- EXERCISE:
Reproduce verbatim the portion of the reaction module text that opens with the words containing "The reactor temperature is preferably achieved" and closes with "reaction modules, etc.).".

- DOCUMENT SEGMENT:
The reaction module preferably functions as a site for chemical reactions to be performed. The reaction module (e.g., a catalytic element thereof) preferably achieves a high operating temperature (e.g., greater than about 500° C., 600° C., 750° C., 800° C., 900° C., 1000° C., 1100° C., 1250° C., 1300° C., 1500° C., 2000° C., 2500° C., etc. as shown for example in FIG. 7), which can be beneficial for driving an equilibrium of the chemical reaction to preferred products. However, the thermal reactor can operate in any suitable manner.
The reactor temperature is preferably achieved via resistive heating (e.g., Joule heating, Ohmic heating, etc.). However, the reactor temperature can otherwise be achieved (e.g., dielectric heating, induction heating, microwave heating, radiative heating, etc. for suitable catalytic elements, reaction modules, etc.).
Energy to achieve the reactor temperature is preferably provided via renewable energy (e.g., in the form of electricity). When Joule heating (resistive heat) is used to power the system, it is preferred that the heat generation is closely coupled to the catalyst material to maximize heat transfer to catalytic sites. This format is characterized in that electrical feedthroughs are included that penetrate the reactor wall and supply large amounts of current and/or electrical power to catalytic elements housed within the reactor.
As shown for example in FIG. 1, a reaction module can include one or more electrodes, one or more catalytic elements, and one or more joining mechanism (e.g., between an electrode and a catalytic element). Typically, the joining mechanism results in the formation of a connected part. However, in some variants, the joining mechanism can result in the formation of an integrated part (e.g., where material from the electrodes and catalytic elements are continuously connected rather than mated via joining material).

- SUPPLIED MATERIAL:
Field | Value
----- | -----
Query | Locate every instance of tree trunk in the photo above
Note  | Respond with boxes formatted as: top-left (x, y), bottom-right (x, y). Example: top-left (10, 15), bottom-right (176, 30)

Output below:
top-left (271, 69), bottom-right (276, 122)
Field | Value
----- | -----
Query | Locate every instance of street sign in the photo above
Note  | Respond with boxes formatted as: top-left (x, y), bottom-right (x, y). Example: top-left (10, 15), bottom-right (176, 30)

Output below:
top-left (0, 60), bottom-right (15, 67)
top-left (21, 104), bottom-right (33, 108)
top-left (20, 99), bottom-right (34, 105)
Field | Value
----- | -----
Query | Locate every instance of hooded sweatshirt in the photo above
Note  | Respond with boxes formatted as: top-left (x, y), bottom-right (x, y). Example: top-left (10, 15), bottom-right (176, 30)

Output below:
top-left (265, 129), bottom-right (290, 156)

- ANSWER TO THIS TASK:
The reactor temperature is preferably achieved via resistive heating (e.g., Joule heating, Ohmic heating, etc.). However, the reactor temperature can otherwise be achieved (e.g., dielectric heating, induction heating, microwave heating, radiative heating, etc. for suitable catalytic elements, reaction modules, etc.).